## Given passage:
★ ★ ★ ★ ★ ★ ★
In her guide, The Gentle Parenting Book, Sarah Ockwell-Smith explains that gentle parenting is for those who want to raise non-violent children who respect and acknowledge the differences in others.
I didn’t experience the terrible twos with my son, so I arrogantly thought there would be no need to reinvestigate discipline methods. But then he turned three and everything changed. Although he was still the loving, sweet child he had always been, he became far more defiant, whiney and we experienced setbacks with potty training. After a period of time-outs, reward charts and straight-up bribery with sweets, things weren’t getting better and I was exhausted and frustrated. Enter gentle parenting.
How to start gentle parenting
Whether you are pregnant with your first or wanting to make a change in the toddler or primary school years, these are Sarah’s 7 Cs of gentle parenting:
Tantrums and undesirable behaviour are usually a cry for attention. Your toddler doesn’t care whether that’s positive or negative attention. He’ll do what he has to to feel connected to you. The irony is, when children display unwanted behaviours, we are often advised to ignore it or give a time-out. Both are exclusionary forms of discipline that will suppress the issue in the short term but in the long term, it can cause your child to bottle up his emotions and make things worse.
What we did:
Around my son’s third birthday I began to feel the need to work more and there were various changes at his school that were difficult for him to process. He was spending less time with me and I was more distracted than usual. I began to plan activities we could do together each day after school. Some days this was baking, other days it was visiting the park or building a robot from cardboard boxes. My husband also began reading him his bedtime story. The effects were almost immediate and within a few days he was more cooperative and calmer.
★ ★ ★ ★ ★ ★ ★
## Data supplied:

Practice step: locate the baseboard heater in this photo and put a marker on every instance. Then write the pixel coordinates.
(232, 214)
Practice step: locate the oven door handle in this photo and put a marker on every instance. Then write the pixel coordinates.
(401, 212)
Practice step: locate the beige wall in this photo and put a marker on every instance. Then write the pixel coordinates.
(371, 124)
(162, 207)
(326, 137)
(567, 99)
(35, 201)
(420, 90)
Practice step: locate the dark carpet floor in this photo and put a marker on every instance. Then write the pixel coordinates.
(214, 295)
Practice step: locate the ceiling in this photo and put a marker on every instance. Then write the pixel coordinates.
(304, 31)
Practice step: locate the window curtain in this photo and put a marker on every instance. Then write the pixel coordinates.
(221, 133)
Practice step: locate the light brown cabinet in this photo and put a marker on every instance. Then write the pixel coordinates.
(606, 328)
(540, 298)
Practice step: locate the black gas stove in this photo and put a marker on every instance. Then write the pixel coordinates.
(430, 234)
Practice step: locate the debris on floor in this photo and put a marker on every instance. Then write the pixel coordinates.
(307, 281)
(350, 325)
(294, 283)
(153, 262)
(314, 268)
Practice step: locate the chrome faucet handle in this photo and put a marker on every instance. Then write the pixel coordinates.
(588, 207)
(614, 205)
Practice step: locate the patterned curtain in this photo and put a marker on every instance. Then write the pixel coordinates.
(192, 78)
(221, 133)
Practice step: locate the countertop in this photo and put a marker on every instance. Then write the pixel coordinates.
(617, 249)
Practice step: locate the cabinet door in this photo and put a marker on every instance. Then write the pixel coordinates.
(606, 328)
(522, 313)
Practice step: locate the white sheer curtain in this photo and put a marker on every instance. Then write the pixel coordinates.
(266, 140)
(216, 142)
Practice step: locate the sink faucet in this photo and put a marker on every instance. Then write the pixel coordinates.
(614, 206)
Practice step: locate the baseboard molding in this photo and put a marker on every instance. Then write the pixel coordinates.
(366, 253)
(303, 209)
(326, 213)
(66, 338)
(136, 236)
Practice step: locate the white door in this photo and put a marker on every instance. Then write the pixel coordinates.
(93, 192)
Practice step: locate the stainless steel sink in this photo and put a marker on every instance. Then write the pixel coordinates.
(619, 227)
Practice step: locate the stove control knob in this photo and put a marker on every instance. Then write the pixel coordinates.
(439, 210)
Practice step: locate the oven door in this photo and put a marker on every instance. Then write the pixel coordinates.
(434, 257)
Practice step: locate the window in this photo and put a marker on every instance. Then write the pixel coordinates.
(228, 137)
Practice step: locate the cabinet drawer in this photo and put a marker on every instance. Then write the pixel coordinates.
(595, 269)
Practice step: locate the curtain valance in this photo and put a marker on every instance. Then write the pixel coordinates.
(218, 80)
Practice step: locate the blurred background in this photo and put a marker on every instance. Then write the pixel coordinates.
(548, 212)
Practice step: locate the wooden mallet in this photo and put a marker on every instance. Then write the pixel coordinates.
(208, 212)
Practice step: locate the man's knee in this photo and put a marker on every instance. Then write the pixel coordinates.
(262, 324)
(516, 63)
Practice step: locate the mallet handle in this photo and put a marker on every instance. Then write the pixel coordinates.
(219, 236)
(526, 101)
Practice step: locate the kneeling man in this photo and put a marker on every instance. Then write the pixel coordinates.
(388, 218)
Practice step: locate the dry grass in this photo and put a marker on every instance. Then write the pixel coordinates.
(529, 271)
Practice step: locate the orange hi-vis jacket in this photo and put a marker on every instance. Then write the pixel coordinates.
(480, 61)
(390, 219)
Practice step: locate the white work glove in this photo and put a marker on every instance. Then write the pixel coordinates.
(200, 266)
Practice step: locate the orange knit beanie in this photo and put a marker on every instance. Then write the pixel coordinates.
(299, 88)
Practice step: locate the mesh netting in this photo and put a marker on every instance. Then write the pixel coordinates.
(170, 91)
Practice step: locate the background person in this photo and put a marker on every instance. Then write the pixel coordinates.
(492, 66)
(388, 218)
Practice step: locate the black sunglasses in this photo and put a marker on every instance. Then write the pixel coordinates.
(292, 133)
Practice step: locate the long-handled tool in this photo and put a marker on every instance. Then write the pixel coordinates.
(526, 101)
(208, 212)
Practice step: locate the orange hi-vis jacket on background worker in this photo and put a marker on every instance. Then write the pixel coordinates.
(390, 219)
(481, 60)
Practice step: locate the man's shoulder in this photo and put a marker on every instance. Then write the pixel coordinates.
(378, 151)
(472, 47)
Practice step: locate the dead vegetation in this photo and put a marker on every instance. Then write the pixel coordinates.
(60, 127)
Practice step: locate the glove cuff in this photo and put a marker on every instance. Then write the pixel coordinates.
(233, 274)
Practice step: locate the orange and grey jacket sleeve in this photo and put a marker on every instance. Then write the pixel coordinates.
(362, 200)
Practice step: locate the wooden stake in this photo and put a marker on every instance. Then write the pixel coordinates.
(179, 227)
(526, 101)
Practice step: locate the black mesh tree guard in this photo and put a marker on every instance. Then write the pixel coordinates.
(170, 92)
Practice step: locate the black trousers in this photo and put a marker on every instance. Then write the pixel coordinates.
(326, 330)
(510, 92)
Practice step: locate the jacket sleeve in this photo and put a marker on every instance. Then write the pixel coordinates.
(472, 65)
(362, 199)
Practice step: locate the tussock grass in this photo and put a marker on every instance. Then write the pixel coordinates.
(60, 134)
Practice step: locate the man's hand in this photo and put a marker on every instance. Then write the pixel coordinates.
★ ★ ★ ★ ★ ★ ★
## What to work on:
Copy out the gentle parenting text above in full, word for word. The listing was drawn from a separate source.

## Right answer:
In her guide, The Gentle Parenting Book, Sarah Ockwell-Smith explains that gentle parenting is for those who want to raise non-violent children who respect and acknowledge the differences in others.
I didn’t experience the terrible twos with my son, so I arrogantly thought there would be no need to reinvestigate discipline methods. But then he turned three and everything changed. Although he was still the loving, sweet child he had always been, he became far more defiant, whiney and we experienced setbacks with potty training. After a period of time-outs, reward charts and straight-up bribery with sweets, things weren’t getting better and I was exhausted and frustrated. Enter gentle parenting.
How to start gentle parenting
Whether you are pregnant with your first or wanting to make a change in the toddler or primary school years, these are Sarah’s 7 Cs of gentle parenting:
Tantrums and undesirable behaviour are usually a cry for attention. Your toddler doesn’t care whether that’s positive or negative attention. He’ll do what he has to to feel connected to you. The irony is, when children display unwanted behaviours, we are often advised to ignore it or give a time-out. Both are exclusionary forms of discipline that will suppress the issue in the short term but in the long term, it can cause your child to bottle up his emotions and make things worse.
What we did:
Around my son’s third birthday I began to feel the need to work more and there were various changes at his school that were difficult for him to process. He was spending less time with me and I was more distracted than usual. I began to plan activities we could do together each day after school. Some days this was baking, other days it was visiting the park or building a robot from cardboard boxes. My husband also began reading him his bedtime story. The effects were almost immediate and within a few days he was more cooperative and calmer.